● **Exercise directions**
Word for word, retype every entry in the listing.

------------------------------------

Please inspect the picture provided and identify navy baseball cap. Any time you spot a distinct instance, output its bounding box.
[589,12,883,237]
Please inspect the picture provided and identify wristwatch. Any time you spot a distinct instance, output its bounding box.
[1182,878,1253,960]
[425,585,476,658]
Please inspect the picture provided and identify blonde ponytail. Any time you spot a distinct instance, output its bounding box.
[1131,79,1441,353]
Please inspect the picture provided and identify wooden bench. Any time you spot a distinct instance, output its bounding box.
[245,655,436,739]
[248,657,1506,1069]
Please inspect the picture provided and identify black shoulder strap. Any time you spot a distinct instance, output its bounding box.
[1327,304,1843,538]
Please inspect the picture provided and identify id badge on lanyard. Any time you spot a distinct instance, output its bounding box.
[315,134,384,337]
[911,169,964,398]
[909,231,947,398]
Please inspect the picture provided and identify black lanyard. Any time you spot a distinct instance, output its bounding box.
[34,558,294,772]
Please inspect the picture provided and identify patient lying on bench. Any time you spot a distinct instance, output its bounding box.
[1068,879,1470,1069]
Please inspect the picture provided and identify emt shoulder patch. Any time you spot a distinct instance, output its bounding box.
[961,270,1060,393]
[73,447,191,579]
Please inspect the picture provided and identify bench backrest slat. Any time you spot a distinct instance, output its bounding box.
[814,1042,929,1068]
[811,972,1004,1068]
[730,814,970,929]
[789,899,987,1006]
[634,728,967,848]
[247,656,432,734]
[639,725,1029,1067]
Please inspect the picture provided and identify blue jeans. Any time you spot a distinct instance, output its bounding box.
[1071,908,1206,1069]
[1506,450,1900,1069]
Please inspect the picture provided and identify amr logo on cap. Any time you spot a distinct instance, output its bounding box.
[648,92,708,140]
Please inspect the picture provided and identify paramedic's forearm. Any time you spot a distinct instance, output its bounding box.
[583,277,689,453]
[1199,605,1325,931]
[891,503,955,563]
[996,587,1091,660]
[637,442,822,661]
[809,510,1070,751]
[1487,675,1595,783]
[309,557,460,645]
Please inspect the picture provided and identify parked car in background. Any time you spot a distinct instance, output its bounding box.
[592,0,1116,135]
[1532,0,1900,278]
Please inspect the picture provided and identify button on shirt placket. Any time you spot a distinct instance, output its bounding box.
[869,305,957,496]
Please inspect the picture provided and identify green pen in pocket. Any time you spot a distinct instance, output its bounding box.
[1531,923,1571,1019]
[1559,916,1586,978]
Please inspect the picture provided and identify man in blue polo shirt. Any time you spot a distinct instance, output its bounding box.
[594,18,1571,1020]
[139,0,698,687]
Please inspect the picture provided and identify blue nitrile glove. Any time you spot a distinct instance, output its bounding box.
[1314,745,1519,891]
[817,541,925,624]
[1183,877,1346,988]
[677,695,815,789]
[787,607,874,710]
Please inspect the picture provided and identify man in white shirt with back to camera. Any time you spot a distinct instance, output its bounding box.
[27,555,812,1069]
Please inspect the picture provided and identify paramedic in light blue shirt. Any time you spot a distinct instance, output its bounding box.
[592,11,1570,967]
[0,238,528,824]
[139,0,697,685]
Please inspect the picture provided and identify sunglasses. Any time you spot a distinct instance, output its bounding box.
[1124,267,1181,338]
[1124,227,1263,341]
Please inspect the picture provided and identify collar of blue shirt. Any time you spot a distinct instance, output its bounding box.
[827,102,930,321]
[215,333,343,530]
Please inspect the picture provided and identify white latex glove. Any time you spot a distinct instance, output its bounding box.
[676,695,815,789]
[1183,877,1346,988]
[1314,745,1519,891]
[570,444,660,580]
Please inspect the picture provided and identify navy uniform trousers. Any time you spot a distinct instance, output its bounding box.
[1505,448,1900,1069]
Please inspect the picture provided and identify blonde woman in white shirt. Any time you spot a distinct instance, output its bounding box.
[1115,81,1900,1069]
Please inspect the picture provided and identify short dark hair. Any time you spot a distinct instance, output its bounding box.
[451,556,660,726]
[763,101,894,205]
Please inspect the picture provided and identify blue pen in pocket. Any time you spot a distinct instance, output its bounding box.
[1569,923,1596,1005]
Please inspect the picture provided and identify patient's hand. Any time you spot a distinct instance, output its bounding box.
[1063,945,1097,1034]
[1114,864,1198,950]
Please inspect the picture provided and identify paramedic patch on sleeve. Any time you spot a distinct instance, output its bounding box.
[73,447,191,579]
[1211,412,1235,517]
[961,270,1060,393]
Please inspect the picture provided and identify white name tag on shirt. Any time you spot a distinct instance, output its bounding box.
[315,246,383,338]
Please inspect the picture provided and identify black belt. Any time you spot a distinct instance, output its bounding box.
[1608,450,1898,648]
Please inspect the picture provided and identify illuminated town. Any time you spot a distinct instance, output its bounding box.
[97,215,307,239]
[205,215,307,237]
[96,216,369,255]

------------------------------------

● **Task solution**
Please inspect the picture provided and identify navy baseball cap. Any time you spot a distinct instance, output its bounding box.
[589,12,883,237]
Please inspect the picture provided and identify wristwatch. Any time you spot a distinct instance, output its bounding box.
[1182,878,1253,960]
[425,585,476,658]
Please inspect the picture provided and identify blonde ponytail. Any time you spot a distinct instance, output its bounding box.
[1131,79,1441,353]
Please inspect the picture provided and identify wooden bench. Any time you spot a distinct instance, output its bounding box.
[245,655,436,739]
[248,657,1506,1069]
Please inspect the picture provided and identify black shoulder strap. Any time you spot a distinct instance, output its bounding box.
[1327,304,1843,538]
Please inspect the picture provided and identify id badge on lanyard. Any time you spot a distinct instance, output its bounding box.
[315,134,384,337]
[911,169,964,398]
[909,231,947,398]
Please inspect the picture provided and identify black lanyard. Any time you spot a distinct instance, output its bounding box.
[34,558,294,772]
Please inspect the picture provided and identify patient lying on bench. Any time you spot a distinct instance, output its bounding box.
[1068,879,1470,1069]
Please inspect the picture provided and identify emt shoulder patch. Any time you spot a distinct instance, output its bounding box.
[961,270,1060,393]
[73,447,191,579]
Please inspect the picture provided and identify bench backrest slat. Any time you spot a distinct instance, output its bounding box.
[814,1042,929,1068]
[811,972,1004,1068]
[730,814,970,929]
[789,899,987,1006]
[634,728,967,848]
[247,656,432,734]
[639,725,1029,1067]
Please inspect the picture provided and identify blue jeans. Any time you spot a distinct instance, output its bounding box.
[1071,908,1206,1069]
[1506,450,1900,1069]
Please inspect the picture provided and identify amr logo on cap. Any time you spot a distinct instance, output its bounding box.
[648,92,708,140]
Please inspect the picture provided and identify paramedic's forearm. Any time you spot a distinct instance, output its bounding box.
[583,277,689,453]
[1199,605,1325,931]
[891,503,955,563]
[996,587,1091,660]
[637,442,822,661]
[809,510,1070,751]
[1487,675,1595,783]
[309,557,460,645]
Please inspect the picture provided and identify parked car in background. Any time you spot a distinct instance, output its bounding box.
[592,0,1116,135]
[1532,0,1900,278]
Please inspect the picture provided and identify button on shirt placket. Any time you spot a distinct instance, output its bounding box.
[869,305,957,496]
Please inspect the picture provided and identify green pen in pocket. Any time you spot a distinct instance, output its bounding box.
[1531,923,1571,1019]
[1559,916,1586,978]
Please inspect the picture provided and identify man in blue polo shirt. Any time you spot a distinct instance, output its bounding box.
[594,18,1571,1020]
[139,0,698,687]
Please inspect the picture provided and identify blue nitrile glove. Any time you spot a distinct instance, output its bounding box.
[1314,745,1519,891]
[817,541,925,624]
[1183,877,1346,988]
[677,695,815,789]
[787,607,874,710]
Please inspect the picture provided and identify man in white shirt with back to camera. Any time you spot a distinct instance, output its bounding box.
[27,555,812,1069]
Please inspect the picture provided and identify paramedic in light blue shirt. Any time you spot a distinct instance, output its bounding box.
[592,11,1570,967]
[0,238,528,824]
[139,0,697,685]
Please inspect the picture provided and identify sunglasses. Any time you spot a distinct instance, output its bounding box.
[1124,267,1181,338]
[1124,227,1263,341]
Please inspect the picture provided and identify collar of blue shirt. Any time you spot a distinct instance, output its bounding box.
[827,102,930,321]
[215,333,343,530]
Please inspect the picture provided and identify white latex glove. Any time you spot a distinct instance, output its bounding box.
[676,695,815,789]
[1183,877,1346,988]
[1314,745,1519,891]
[570,444,660,580]
Please inspect the picture provided and identify navy uniform trousers. Any time you spot a distinct instance, output its bounding box.
[1505,448,1900,1069]
Please inspect the picture provided and identify blonde woman in white shirt. Any time you spot a distinct instance, output its bounding box.
[1115,81,1900,1069]
Please inspect the picture provided and identify short dark hair. Any time you spot a distinct instance, output its bounding box.
[451,556,660,726]
[763,101,894,205]
Please inspect the picture provided and identify blue pen in pocket. Any time you spot a distinct instance, output its bounding box.
[1569,923,1596,1005]
Please inspect the picture provided and identify patient's hand. Any time you spot a distinct instance, output its bounding box.
[1063,945,1097,1034]
[1114,864,1198,950]
Please inspect the picture provided and identify paramedic patch on sleeve. Any time you spot a distinct instance, output its bounding box.
[73,447,191,579]
[1211,412,1235,517]
[961,270,1060,393]
Please inspect the picture provided and identify white name tag on shirt. Any time you spot a distinct instance, output its bounding box.
[315,246,383,338]
Please inspect the picture provided and identify black belt. Any time you spot a distinct instance, output its bounding box.
[1608,450,1898,648]
Please inspect the picture provided and identify illuminated town. Any time you spot a distinct instance, output its bounding box.
[97,215,307,239]
[205,215,307,237]
[96,216,369,255]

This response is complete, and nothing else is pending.